▸ **Task**: Update the rows starting at the first one and ending at the line containing "x=105 y=394" by replacing "photograph" with "image" and leaving everything else unchanged. Give only those rows, without the pictures.

▸ **Stored items from a collection**:
------
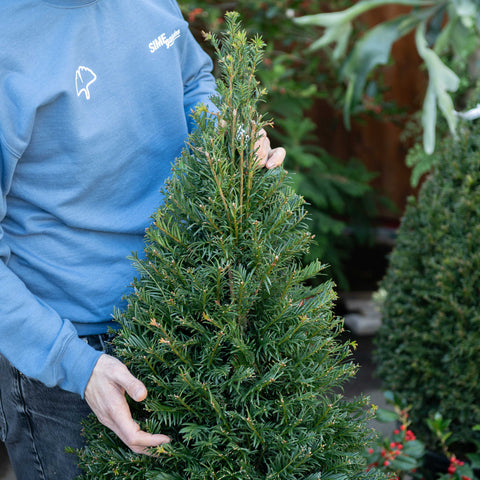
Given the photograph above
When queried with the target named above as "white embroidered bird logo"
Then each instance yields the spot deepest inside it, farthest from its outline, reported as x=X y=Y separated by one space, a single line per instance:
x=84 y=77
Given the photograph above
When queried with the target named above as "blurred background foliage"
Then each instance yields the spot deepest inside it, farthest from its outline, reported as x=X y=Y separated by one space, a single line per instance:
x=343 y=205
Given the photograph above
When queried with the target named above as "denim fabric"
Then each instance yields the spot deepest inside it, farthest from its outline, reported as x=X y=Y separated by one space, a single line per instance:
x=37 y=423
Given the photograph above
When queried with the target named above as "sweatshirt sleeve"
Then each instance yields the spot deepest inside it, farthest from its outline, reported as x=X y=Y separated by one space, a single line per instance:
x=199 y=84
x=33 y=337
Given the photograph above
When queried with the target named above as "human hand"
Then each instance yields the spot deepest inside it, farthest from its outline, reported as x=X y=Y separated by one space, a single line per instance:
x=268 y=157
x=105 y=394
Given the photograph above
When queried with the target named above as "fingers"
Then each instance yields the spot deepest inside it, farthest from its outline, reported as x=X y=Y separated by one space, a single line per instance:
x=134 y=387
x=262 y=148
x=105 y=393
x=265 y=155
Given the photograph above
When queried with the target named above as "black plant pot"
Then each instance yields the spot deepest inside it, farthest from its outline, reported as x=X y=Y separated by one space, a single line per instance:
x=434 y=464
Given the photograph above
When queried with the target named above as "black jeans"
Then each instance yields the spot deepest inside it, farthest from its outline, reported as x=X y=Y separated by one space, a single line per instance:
x=37 y=423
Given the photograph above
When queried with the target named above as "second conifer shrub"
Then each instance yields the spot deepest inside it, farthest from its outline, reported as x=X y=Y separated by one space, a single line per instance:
x=241 y=359
x=428 y=349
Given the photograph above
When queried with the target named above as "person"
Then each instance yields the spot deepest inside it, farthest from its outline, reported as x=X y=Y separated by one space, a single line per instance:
x=95 y=103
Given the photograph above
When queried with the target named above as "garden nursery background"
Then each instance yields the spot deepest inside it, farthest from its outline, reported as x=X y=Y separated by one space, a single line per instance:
x=375 y=103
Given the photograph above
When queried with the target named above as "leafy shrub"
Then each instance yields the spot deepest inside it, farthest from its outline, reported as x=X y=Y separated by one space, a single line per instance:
x=428 y=349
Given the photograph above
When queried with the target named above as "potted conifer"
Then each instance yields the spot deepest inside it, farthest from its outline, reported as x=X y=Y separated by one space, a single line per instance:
x=428 y=349
x=241 y=359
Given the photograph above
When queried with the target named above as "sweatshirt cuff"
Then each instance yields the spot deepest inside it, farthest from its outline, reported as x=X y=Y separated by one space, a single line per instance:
x=78 y=361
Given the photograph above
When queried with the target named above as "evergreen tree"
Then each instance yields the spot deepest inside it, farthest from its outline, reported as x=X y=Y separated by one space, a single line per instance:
x=428 y=349
x=241 y=359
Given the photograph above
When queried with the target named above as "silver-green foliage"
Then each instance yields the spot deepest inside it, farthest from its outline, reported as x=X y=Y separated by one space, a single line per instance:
x=459 y=20
x=428 y=349
x=241 y=359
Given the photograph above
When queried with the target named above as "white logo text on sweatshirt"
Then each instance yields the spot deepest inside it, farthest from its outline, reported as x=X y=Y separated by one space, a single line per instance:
x=163 y=41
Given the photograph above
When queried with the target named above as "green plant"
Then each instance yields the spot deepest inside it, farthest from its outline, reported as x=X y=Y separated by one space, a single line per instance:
x=441 y=27
x=399 y=454
x=241 y=359
x=402 y=456
x=428 y=348
x=338 y=192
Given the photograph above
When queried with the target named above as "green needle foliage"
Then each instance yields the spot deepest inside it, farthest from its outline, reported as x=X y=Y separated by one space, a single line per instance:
x=428 y=349
x=240 y=358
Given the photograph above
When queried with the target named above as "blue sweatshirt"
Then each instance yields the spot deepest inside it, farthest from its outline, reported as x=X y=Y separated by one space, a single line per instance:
x=95 y=102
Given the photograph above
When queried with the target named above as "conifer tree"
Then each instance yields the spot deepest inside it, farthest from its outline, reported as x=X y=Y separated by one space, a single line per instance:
x=241 y=359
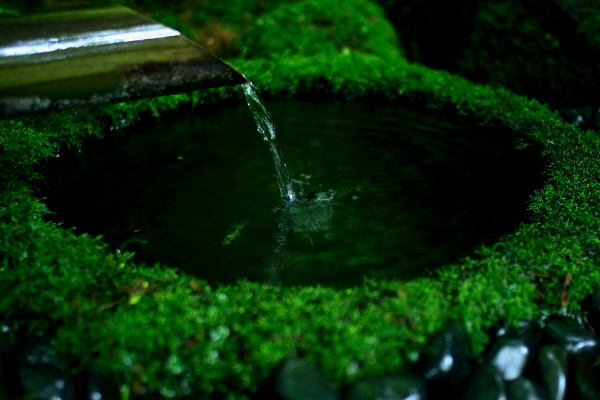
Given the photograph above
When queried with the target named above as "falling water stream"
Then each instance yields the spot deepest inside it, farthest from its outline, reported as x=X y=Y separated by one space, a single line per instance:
x=265 y=126
x=379 y=190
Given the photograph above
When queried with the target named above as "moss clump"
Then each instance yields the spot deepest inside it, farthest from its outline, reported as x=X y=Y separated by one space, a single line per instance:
x=531 y=52
x=160 y=331
x=321 y=27
x=541 y=48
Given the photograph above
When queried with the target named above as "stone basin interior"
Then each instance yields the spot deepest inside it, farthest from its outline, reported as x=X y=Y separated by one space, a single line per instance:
x=387 y=191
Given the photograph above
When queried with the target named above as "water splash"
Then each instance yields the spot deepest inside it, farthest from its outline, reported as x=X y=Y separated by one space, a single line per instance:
x=265 y=126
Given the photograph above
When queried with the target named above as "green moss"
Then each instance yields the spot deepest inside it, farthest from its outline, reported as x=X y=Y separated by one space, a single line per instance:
x=321 y=27
x=169 y=333
x=534 y=50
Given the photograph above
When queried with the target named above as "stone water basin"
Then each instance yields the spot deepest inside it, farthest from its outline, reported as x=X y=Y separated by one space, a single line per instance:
x=386 y=191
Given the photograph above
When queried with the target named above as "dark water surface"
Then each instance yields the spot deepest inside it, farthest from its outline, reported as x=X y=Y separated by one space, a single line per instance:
x=387 y=192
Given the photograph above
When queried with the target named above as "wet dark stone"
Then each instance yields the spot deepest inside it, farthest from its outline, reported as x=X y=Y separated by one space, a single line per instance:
x=485 y=384
x=388 y=387
x=575 y=339
x=591 y=307
x=527 y=331
x=552 y=362
x=45 y=383
x=297 y=380
x=585 y=379
x=32 y=369
x=525 y=389
x=445 y=355
x=510 y=357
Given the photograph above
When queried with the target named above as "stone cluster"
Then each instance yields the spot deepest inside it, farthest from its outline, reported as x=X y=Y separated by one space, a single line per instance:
x=553 y=361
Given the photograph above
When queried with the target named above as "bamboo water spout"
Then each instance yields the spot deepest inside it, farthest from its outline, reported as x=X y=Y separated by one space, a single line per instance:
x=78 y=58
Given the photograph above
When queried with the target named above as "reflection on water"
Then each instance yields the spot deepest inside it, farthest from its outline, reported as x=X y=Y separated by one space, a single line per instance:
x=381 y=191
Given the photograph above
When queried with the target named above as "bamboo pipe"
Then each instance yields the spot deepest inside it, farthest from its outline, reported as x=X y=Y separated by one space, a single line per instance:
x=79 y=58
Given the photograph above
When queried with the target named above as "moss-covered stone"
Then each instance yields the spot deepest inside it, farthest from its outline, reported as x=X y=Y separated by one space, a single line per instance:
x=540 y=48
x=159 y=331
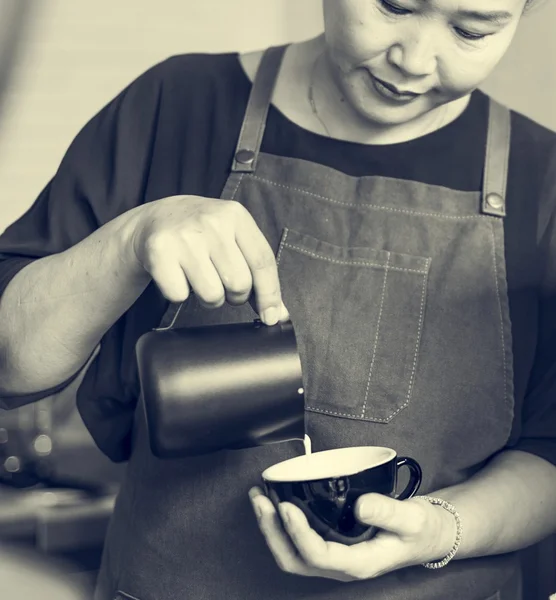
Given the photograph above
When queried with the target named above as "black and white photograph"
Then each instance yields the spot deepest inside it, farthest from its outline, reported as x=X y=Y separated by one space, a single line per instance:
x=278 y=300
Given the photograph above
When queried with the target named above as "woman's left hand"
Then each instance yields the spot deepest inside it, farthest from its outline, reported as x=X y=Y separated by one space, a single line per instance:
x=411 y=532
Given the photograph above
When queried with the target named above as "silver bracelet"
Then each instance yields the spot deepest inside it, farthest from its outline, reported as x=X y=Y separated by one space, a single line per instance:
x=451 y=509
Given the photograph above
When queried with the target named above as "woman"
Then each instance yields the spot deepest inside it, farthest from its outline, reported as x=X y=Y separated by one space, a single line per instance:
x=385 y=185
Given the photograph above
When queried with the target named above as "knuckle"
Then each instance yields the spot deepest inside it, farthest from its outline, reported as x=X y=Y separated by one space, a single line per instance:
x=285 y=564
x=318 y=560
x=239 y=285
x=211 y=297
x=357 y=574
x=264 y=260
x=157 y=243
x=209 y=221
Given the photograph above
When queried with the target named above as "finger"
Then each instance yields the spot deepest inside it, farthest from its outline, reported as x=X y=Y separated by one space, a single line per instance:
x=161 y=263
x=388 y=514
x=316 y=552
x=264 y=271
x=171 y=281
x=232 y=269
x=202 y=276
x=278 y=542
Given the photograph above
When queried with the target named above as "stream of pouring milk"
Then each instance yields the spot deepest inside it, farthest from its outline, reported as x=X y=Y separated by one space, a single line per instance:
x=307 y=445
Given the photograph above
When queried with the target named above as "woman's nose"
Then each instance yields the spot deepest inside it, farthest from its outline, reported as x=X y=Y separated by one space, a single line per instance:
x=414 y=56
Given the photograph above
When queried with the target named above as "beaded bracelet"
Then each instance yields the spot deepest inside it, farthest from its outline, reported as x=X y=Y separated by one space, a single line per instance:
x=451 y=509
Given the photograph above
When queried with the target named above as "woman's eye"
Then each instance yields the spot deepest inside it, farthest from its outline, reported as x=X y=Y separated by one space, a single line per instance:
x=468 y=35
x=394 y=9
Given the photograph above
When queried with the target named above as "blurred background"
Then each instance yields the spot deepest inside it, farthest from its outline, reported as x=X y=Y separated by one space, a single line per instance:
x=60 y=62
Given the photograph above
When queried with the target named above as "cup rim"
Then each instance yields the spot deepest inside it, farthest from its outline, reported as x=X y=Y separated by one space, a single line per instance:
x=357 y=468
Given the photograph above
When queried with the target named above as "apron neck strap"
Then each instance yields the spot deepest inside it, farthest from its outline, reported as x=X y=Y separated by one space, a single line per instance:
x=496 y=162
x=254 y=122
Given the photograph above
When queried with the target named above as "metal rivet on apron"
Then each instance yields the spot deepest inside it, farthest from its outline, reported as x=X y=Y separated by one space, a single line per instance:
x=245 y=157
x=12 y=464
x=495 y=201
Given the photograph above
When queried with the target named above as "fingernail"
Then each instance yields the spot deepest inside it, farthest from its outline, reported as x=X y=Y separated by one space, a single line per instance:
x=270 y=316
x=254 y=492
x=258 y=510
x=284 y=314
x=284 y=514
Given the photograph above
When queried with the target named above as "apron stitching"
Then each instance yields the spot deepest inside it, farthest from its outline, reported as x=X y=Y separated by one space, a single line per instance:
x=363 y=263
x=414 y=368
x=240 y=179
x=282 y=244
x=377 y=334
x=372 y=206
x=500 y=313
x=335 y=413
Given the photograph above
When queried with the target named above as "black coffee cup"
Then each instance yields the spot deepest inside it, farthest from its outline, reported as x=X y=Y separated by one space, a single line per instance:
x=326 y=485
x=217 y=387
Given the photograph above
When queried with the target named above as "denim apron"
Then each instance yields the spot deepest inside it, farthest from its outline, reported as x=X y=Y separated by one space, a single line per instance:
x=397 y=290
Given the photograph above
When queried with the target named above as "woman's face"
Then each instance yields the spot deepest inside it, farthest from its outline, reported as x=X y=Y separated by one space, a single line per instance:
x=395 y=60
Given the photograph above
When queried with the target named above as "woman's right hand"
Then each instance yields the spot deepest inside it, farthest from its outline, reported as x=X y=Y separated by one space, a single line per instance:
x=211 y=247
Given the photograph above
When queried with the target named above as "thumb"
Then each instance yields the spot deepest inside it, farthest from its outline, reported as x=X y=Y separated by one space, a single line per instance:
x=383 y=512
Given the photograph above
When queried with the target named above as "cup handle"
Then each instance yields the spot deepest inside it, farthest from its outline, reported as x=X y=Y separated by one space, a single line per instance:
x=415 y=476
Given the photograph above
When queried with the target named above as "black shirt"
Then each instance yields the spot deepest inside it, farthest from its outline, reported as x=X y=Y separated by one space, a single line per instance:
x=175 y=129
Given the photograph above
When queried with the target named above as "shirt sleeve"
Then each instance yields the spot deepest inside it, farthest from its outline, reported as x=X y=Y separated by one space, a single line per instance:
x=538 y=427
x=102 y=175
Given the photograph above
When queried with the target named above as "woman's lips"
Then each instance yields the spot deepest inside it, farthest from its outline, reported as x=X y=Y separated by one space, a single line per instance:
x=391 y=92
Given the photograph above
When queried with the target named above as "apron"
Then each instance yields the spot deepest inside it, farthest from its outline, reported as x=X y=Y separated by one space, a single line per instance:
x=398 y=294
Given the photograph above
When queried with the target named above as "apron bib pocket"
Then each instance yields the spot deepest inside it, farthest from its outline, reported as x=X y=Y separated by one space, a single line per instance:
x=358 y=314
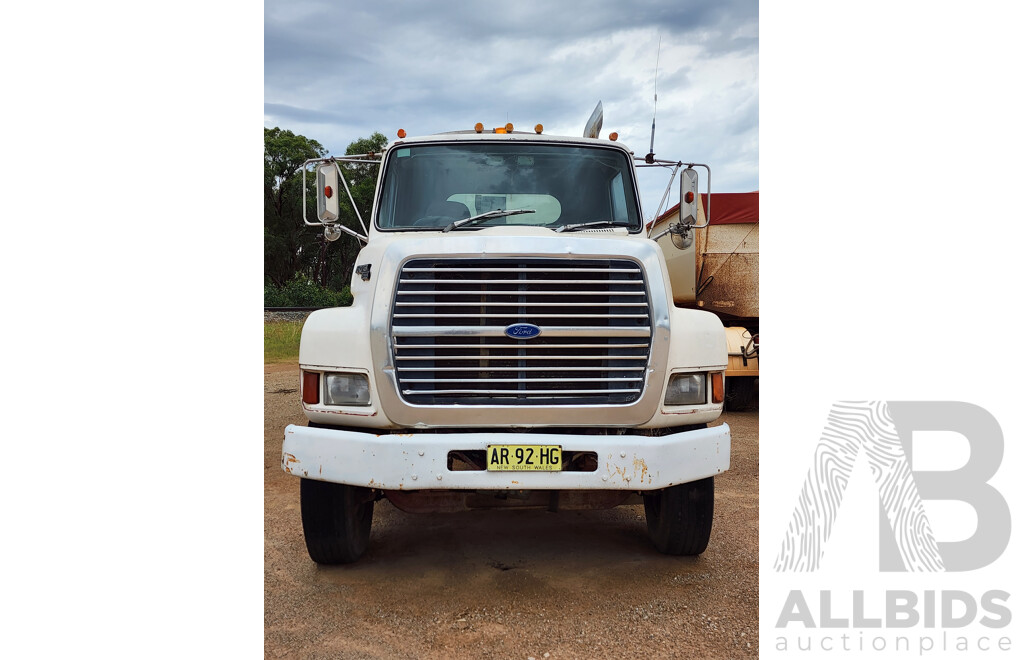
------
▸ **Result of this exercise**:
Given the image above
When queried with the target named above as "white embroidered bird logo"
Then each instance yields the spot deepest inside it, farthest from its outline, reported as x=X y=Y separated by one space, a single line per instance:
x=84 y=77
Given the image above
When queried with the target named above as "blurred background foliage"
Then each instance yields the spot deepest inside it, farthest from its outline, reported as x=X y=Y separated by one space, a single line per instance:
x=343 y=205
Given the image above
When queried with the target named above as "denim fabric"
Then each instance yields the spot deepest inside it, farthest from its outline, reported as x=X y=Y separated by one space, a single line per instance:
x=37 y=423
Given the image above
When queried with the target named above as "sweatshirt sleeve"
Then each instance yields the spot deepest inside it, farthest from its outline, reported as x=X y=Y separated by one space, a single line per instance:
x=199 y=84
x=33 y=337
Given the image above
When queried with the target named above as "human hand"
Then each instance yields the spot deepest inside it, farthest from its outline, reported as x=X y=Y separated by one space, a single line per instance:
x=268 y=157
x=105 y=394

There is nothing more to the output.